EXTRAIT À LIRE —
Villeroy de Galhau invite la France à « stabiliser enfin en volume les dépenses publiques »

Alors que la croissance cumulée du PIB par habitant en zone euro a été de 25% depuis 1999, contre 38% aux Etats-Unis, le gouverneur de la Banque de France, François Villeroy de Galhau, invite la France et l'Europe, « à renouer avec l'ambition de plus long terme », maintenant que les crises récentes sont pratiquement passées. Pour lui, « il faut sortir de l'illusion récurrente que c'est la croissance qui va régler le problème de déficits publics.»
Pour le gouverneur de la banque de France, la France « n'a pas les moyens de faire de nouvelles baisses d'impôt non financées ».
Pour le gouverneur de la banque de France, la France « n'a pas les moyens de faire de nouvelles baisses d'impôt non financées ». (Crédits : BENOIT TESSIER)

9L'inflation n'est plus la préoccupation principale du gouverneur de la Banque de France, François Villeroy de Galhau. La lettre que le responsable de l'institution adresse chaque année au président de la République et aux présidents du Sénat et de l'Assemblée nationale, publiée dimanche soir, s'intitule  « La France et l'Europe : de la gestion des crises à une ambition de plus long terme ». Elle coïncide avec les 25 ans de l'Union monétaire et les élections européennes de juin.

Alors que la croissance cumulée du PIB par habitant en zone euro a été de 25% depuis 1999, contre 38% aux Etats-Unis, le gouverneur estime qu'il faut désormais, pour combler ce retard, « réussir les transformations d'avenir », en matière d'emploi et de transition numérique et climatique. Pour cela, il faut maîtriser les déficits et la dette publique, ce qui « s'impose d'abord pour la France », souligne-t-il, celle-ci faisant partie des mauvais élèves de l'UE avec un déficit creusé à 5,5% du PIB l'an dernier.

Mais c'est « toute l'Europe » qui doit « recréer des marges pour financer les dépenses supplémentaires » liées aux transformations, ou à la défense, selon le gouverneur. « A cette condition, la création d'une capacité budgétaire  commune serait un atout supplémentaire des Européens », avance-t-il.

« Rendre le marché unique aussi attractif que le marché américain »

Pour le gouverneur, il faut également « approfondir le marché unique pour viser de le rendre aussi attractif que le marché américain ». Les prévisions du Fonds monétaire international (FMI) pour l'année 2024 montrent l'écart entre les deux rives de l'Atlantique, avec une croissance anticipée à 2,7% aux Etats-Unis contre seulement 0,8% pour la zone euro, après respectivement 2,5% et 0,4% en 2023.

Lire aussiLe déficit public s'élève à 5,5 % du PIB, Bruno Le Maire maintient son objectif de repasser sous 3% de PIB en 2027

Il salue à cet égard le rapport remis la semaine dernière au sommet européen par l'ancien Premier ministre italien Enrico Letta, qui pourrait faire « gagner plusieurs points de croissance » à l'Europe, notamment par sa recommandation de mobiliser les 300 milliards annuels d'excédents de l'épargne privée européenne pour financer des investissements verts et numériques. « La France et l'Europe doutent aujourd'hui de leur avenir économique », mais « l'autoflagellation et le chacun pour soi ne sont en rien vecteurs de dynamisme économique », prévient  François Villeroy de Galhau.

DONNÉES ENREGISTRÉES —

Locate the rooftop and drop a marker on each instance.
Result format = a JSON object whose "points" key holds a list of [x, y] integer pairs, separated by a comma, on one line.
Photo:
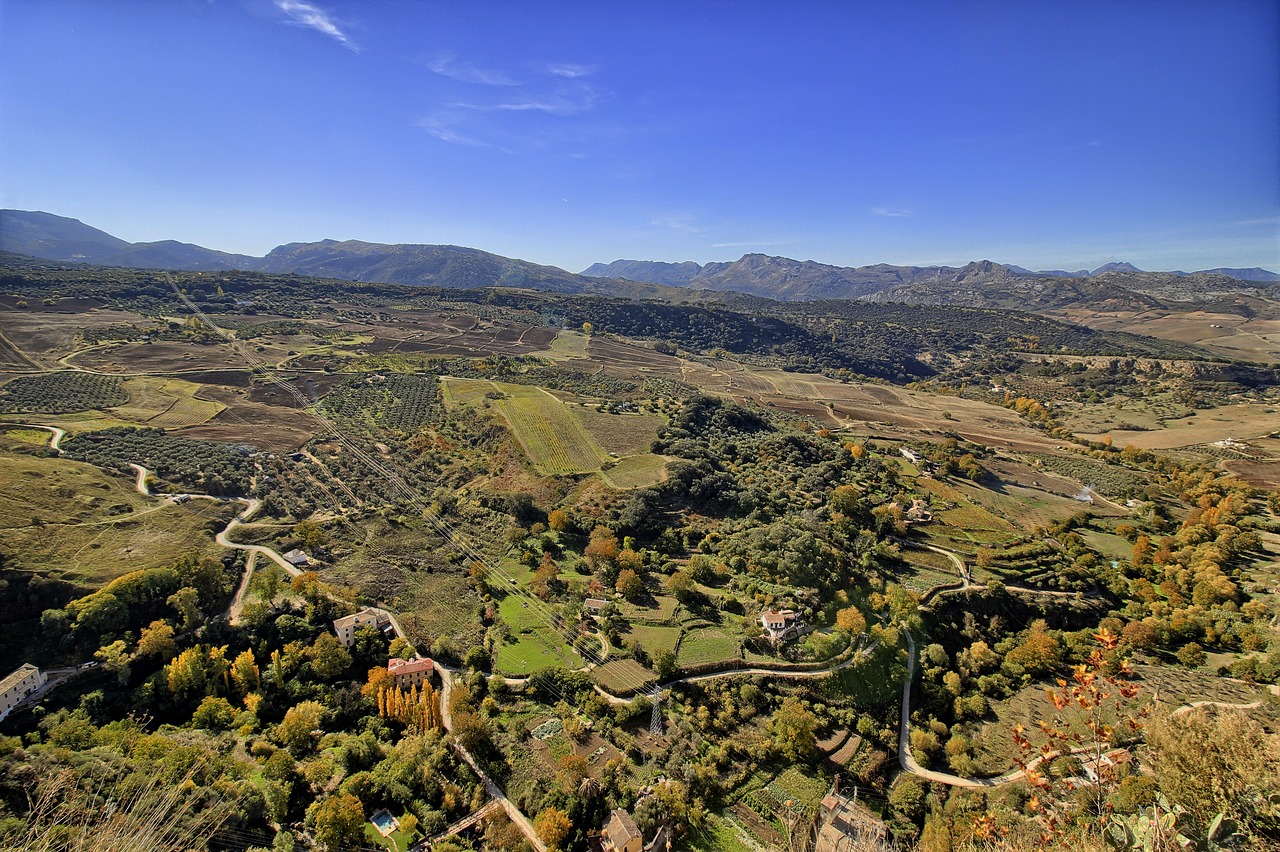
{"points": [[410, 667], [17, 677], [621, 828]]}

VOS TÂCHES —
1 - Répondez à ces questions sur l'article consacré à la lettre du gouverneur de la Banque de France :
(a) À combien du PIB s'est élevé le déficit public de la France l'an dernier ?
(b) Quelle croissance le FMI prévoit-il pour la zone euro en 2024 ?
(c) Qui a remis un rapport au sommet européen la semaine dernière ?
2 - Poursuivez l'article sur la lettre du gouverneur de la Banque de France en reprenant juste après sa dernière phrase.
Ce matériel n'a aucun rôle à jouer ici.

RÉSULTATS FINAUX —
1 -
(a) 5,5 % du PIB.
(b) 0,8 %.
(c) Enrico Letta, ancien Premier ministre italien.

2 -
« Un atterrissage en douceur » de l'économie grâce aux banques centrales

D'autant que « l'action crédible » des banques centrales pendant la crise inflationniste a favorisé « un atterrissage en douceur » de l'économie, bientôt conforté, souligne-t-il depuis plusieurs semaines, par une première baisse de taux de la BCE en juin. Sauf nouveaux chocs géopolitiques, « 2025 devrait voir le retour de l'inflation à 2% et marquer la reprise de la croissance, en France comme en Europe », estime-t-il.

Par ailleurs, dans une interview aux Echos publiée dimanche soir, le gouverneur remarque que « le problème spécifique de la France, c'est que le même modèle social - auquel je crois - nous coûte nettement plus cher qu'aux autres pays européens ». « L'objectif, selon lui, devrait être de stabiliser enfin en volume les dépenses publiques », un effort qui pourrait être favorisé par « l'assouplissement monétaire » qui s'annonce. Pour lui en effet, « il faut sortir de l'illusion récurrente que c'est la croissance qui va régler le problème de déficits publics.»

Il attend de voir « la composition » des plans d'économies annoncés par le gouvernement pour 2024 et 2025. « De bons choix qualitatifs peuvent limiter l'effet restrictif sur l'activité », estime-t-il. Alors que le gouvernement refuse des hausses d'impôts générales pour combler le déficit, le gouverneur estime qu'en effet, « la fiscalité n'est pas un élément central de la solution, mais (qu') il ne faut pas exclure à titre complémentaire des mesures fiscales ciblées ».

Le FMI plaide pour un marché unique plus efficace

La France « n'a pas les moyens de faire de nouvelles baisses d'impôt non financées », déclare-t-il, jugeant « envisageable d'élargir l'assiette de certains impôts sur les ménages et les entreprises, et de revoir sans tabou certaines 'niches' ».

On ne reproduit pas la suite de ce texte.